Pie in the Sky

Companies like KiOR, ZeaChem, Virent take aim at a tasty aviation biofuels market with new recipes and game-changing economics.

Seattle, as just about anyone can surmise from the soaring Space Needle and the sprawling Boeing complex south of downtown, has a pretty long tradition in aviation and transportation, and a progressive tradition based in a generally sunny outlook on technology and the future.

After all, Boeing begat United Airlines, and United CEO Eddie Carlson provided the inspiration for the Space Needle. Fitting stuff for a state whose motto is the old Chinook word alki (meaning “eventually”).

An aviation biofuels hub

So, it’s not entirely surprising that the state and its largest city are focused on establishing itself as an aviation biofuels hub, and that one of the most persistent advocates for renewable energy in the US Congress, Jay Inslee, is running for governor in this election cycle on the Democratic ticket.

One of the other great products from the old Northwest, which had a leftist tradition so strong that Postmaster General James Farley quipped in 1936 that “There are forty-seven states in the Union, and the Soviet of Washington,” was a legion of Wobblies, members of the Industrial Workers of the World (IWW). The docks and logging camps were full of them.

Wobblies were widely considered to be dangerous radicals back in the 1910s. Many thought them heroic, but in the ultra-conservative, Seattle establishment family in which I was raised, you might as well have praised termite infestations as praise the IWW.

But the Wobblies sure could sing. One of their best-known satirical anthems, “Preacher and the Slave”, was written by Joe Hill, and had lyrics like:

Work and pray, live on hay

Chop some wood, ’twill do you good

There’ll be pie in the sky when you die

That’s where the phrase “pie in the sky” came from. Sometimes, when you hear critics of the feasibility of biofuels, you can’t help hearing that rollicking “pie in the sky” chorus in the back of your mind.

Times change

Of course, times change. In biofuels, we not only praise termites, we study them at great expense to unlock the secrets of extracting energy out of wood.

And it turns out that, in the end, there might be pie in the sky after all. Which is to say, a market for aviation biofuels that offers a locked-in, first-mover advantage to those who can make, ahem, affordable pie. And it turns out that chopping wood really can do you some good. Maybe those dang Wobblies had it right.

Required actions
**a.** Answer these questions from the article on aviation biofuels:
(i) What does the Chinook word alki mean?
(ii) Who wrote "Preacher and the Slave"?
(iii) In what year did James Farley make his quip about the "Soviet of Washington"?
**b.** For each statement, say whether it agrees with the article on aviation biofuels, and quote the words that decide it.
(i) Jay Inslee is running for governor on the Republican ticket.
(ii) Wobblies were widely seen as dangerous radicals in the 1910s.
(iii) United Airlines gave rise to Boeing.
**c.** Rewrite more briefly the paragraph of the article on aviation biofuels that begins "One of the other great products," keeping its main facts.
The records are separate material and are not part of the article.

Stored data

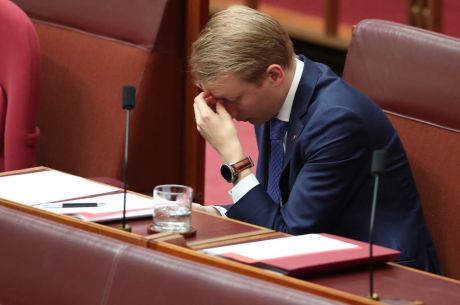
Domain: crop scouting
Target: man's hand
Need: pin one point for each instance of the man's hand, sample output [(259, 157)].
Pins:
[(217, 127), (206, 209)]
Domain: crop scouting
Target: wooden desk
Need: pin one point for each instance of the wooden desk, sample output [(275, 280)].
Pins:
[(349, 286)]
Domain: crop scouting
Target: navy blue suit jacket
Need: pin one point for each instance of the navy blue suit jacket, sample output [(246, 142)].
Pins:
[(326, 185)]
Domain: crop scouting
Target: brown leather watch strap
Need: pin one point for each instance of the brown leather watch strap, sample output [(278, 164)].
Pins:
[(241, 165)]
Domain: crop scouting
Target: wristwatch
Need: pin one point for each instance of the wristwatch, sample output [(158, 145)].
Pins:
[(230, 171)]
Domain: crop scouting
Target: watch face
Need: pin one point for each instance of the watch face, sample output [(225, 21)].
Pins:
[(226, 172)]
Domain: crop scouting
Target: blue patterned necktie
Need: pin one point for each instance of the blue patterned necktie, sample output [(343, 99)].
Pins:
[(277, 131)]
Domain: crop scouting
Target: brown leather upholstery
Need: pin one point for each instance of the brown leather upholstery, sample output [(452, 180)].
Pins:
[(47, 263), (414, 76), (90, 50)]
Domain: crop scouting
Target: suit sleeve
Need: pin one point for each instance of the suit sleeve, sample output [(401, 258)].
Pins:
[(330, 162)]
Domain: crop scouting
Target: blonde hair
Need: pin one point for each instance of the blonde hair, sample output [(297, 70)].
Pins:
[(240, 41)]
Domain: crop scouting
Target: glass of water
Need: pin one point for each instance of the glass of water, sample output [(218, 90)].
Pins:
[(172, 208)]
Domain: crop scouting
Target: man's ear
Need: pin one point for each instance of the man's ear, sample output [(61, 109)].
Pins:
[(275, 74)]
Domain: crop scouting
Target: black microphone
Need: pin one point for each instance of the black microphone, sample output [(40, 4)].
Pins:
[(129, 95), (377, 169)]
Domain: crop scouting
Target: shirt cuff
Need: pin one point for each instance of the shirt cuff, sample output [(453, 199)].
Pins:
[(221, 210), (245, 185)]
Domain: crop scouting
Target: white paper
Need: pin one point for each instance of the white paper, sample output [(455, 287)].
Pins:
[(282, 247), (111, 207), (47, 186)]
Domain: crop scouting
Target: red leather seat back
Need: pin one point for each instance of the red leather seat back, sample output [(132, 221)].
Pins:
[(19, 88), (413, 75), (90, 50), (48, 263)]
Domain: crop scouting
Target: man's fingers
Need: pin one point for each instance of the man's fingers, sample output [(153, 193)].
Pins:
[(220, 109)]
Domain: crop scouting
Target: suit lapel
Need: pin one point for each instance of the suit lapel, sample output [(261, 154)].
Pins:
[(302, 99)]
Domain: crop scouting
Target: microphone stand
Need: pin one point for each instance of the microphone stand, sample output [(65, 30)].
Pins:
[(377, 168), (129, 94)]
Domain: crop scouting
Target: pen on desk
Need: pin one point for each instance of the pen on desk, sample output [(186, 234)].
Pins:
[(57, 205)]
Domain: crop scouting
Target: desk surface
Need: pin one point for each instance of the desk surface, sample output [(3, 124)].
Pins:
[(391, 281)]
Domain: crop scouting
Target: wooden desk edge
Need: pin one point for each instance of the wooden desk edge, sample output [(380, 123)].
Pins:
[(279, 279)]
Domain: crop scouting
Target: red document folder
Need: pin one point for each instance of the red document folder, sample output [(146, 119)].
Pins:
[(341, 253)]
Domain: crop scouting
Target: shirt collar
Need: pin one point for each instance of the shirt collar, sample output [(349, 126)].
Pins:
[(285, 111)]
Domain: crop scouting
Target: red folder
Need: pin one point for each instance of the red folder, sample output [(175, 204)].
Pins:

Results of the tasks
**a.**
(i) Eventually
(ii) Joe Hill
(iii) 1936

**b.**
(i) No: "is running for governor in this election cycle on the Democratic ticket"
(ii) Yes: "Wobblies were widely considered to be dangerous radicals back in the 1910s."
(iii) No: "Boeing begat United Airlines"

**c.** The old Northwest had so strong a leftist tradition that Postmaster General James Farley joked in 1936 about "forty-seven states in the Union, and the Soviet of Washington." It also produced a legion of Wobblies, members of the Industrial Workers of the World (IWW), who filled the docks and logging camps.